[Date Prev][Date Next][Thread Prev][Thread Next][Date Index][Thread Index]

Re: Using emacspeak with speech-dispatcher

Hi Tim,

From: Tim Cross <tcross@rapttech.com.au>
Subject: Using emacspeak with speech-dispatcher
Date: Sat, 7 Jan 2006 15:52:58 +1100

> Hi Lukas,
> Just a couple of points which may help.
> I think support for speech dispatcher is a good idea. It would
> certainly increase options for speech servers within
> emacspeak. I would suggest that since speech dispatcher supports SSML
> (for synthesizers which can understand it), I would suggest doing an
> SSML interface between emacspeak and speech dispatcher. This would
  As I said in my previous mail speechd-el is already
  a ssml client for speech-dispatcher. It provides
  a lisp library to connect to speech-dispatcher
  from emacs. So there is nothing important to do
  except a certain number of lisp code.
  My idea is not to use low level modules of emacspeak,
  i.e. all modules bellow emacspeak-speak (dtk-speak,
  dtk-interp etc.) but only high level modules i.e.
  modules specific to certain applications (emacspeak-w3m
  for instance.) To do that since I think I am not
  a bad lisp programmer, I simply will rewrite an
  emacspeak-speak using the speechd-el library (and
  eventually enhancements of it). A startup interface
  which should require and load the appropriates
  modules it easy to write as well.
> also have the advantage that if we had a good generic SSML interface,
> other synthesizers which understand SSML but which are not supported
> by speech dispatcher could also be easily integrated into emacspeak. I
  Sure but speech-dispatcher developpement team will probably
  extend the list of supported speech synthesizers.
> also believe that speech dispatcher will strip out SSML tages if the
> current backend synthesizer does not support them. 
> If you go to my website at http://www-personal.une.edu.au/~, you
> will find a tar ball of a patched emacspeak I did to support the
> Cepstral voices, which includes an SSML interface. Unfortunately, this
> is for emacspeak 20, but you should be able to update it for emacspeak
> 23. The cepstral interface is broken and I've not updated it, but the
> SSML stuff will give you a good starting point for getting emacspeak
> to generate TTS commands which are based on SSML. 
  Sure Tim but speechd-el does that and is fully
  functionnal now hence there is no need to rewrite
  an speech-dispatcher client since there is already one.
  Moreover since it is developped by the same people
  who develop the server we might believe that it
  will always be maintained so that it can well connect !
  I think that they are enough thinkgs to be developed
  and maintained and we do not need to do the work when it is
  done by someone else ! Dont you think so ?
> Note that the reason I've not maintained the SSML and Cepstral stuff
> is because Cepstral has changed its C API and I've not had time to
> update it and as the SSML stuff has never been integrated into
> emacspeak, I've just not had the time to re-patch every emacspeak
> version each time it comes out. Raman was going to have a look at
> what I've done, but it doesn't look like he has had time. I've never
> had any feedback on what I've done, so it could all be completely
> wrong, but it did seem to work. Unfortunately, the SSML support within
> Cepstral at the time I was using it wasn't great as they only
> supported a subset of the SSML tags and many of the ones we really
> wanted to get decent voice locking were not supported.

**Stored data**

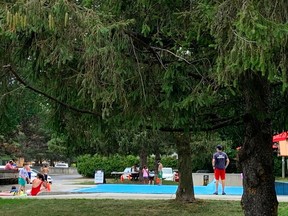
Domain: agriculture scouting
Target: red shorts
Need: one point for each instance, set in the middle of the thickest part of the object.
(219, 173)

**Requirements**
1. In the message about using emacspeak with speech-dispatcher, which emacspeak version was Tim's patched tarball made for?
2. Extend the message about using emacspeak with speech-dispatcher, picking up right after its last line.

**Answers**
1. Emacspeak 20.

2.
> One of the issues with SSML is that unlike the existing emacspeak TTS,
> SSML is XML based and therefore requires properly formed start and end
> tags, while the existing TTS interfaces just use single start tags. This
> means having to patch the dtk-speak.el file so that TTS commands are
  As i said above, simply not use dtk-speak.
> given both a start and end tag. You will also need to create an
> ssml-voices.el file (see the outloud-voices.el as an example. 
  Sure there is something to do in the voice change direction
  since speechd-el does not implement many features
  for that. However everything is available since you
  can control pitch for instance through this interface.
  Here are the little speechd-el enhancements of which I
  talked above.
> You will also find within the tar ball a generic-voices.el. This is a
> 'do nothing' voices file which can be used to get quick and dirty
> interfaces between emacspeak and any speech synthesizer happening
> quickly. Essentially, it just doesn't add voice lock type commands to
> the text emacspeak sends to the speech servers. So, instead of
> solutions which attempt to create a basic interface by having a script
> which strips out dtk or outloud commands, you can create text streams
> which just have text and eliminate the need to do any stripping. I was
> going to use this to create new double talk and flite interfaces which
> provided just basic speech.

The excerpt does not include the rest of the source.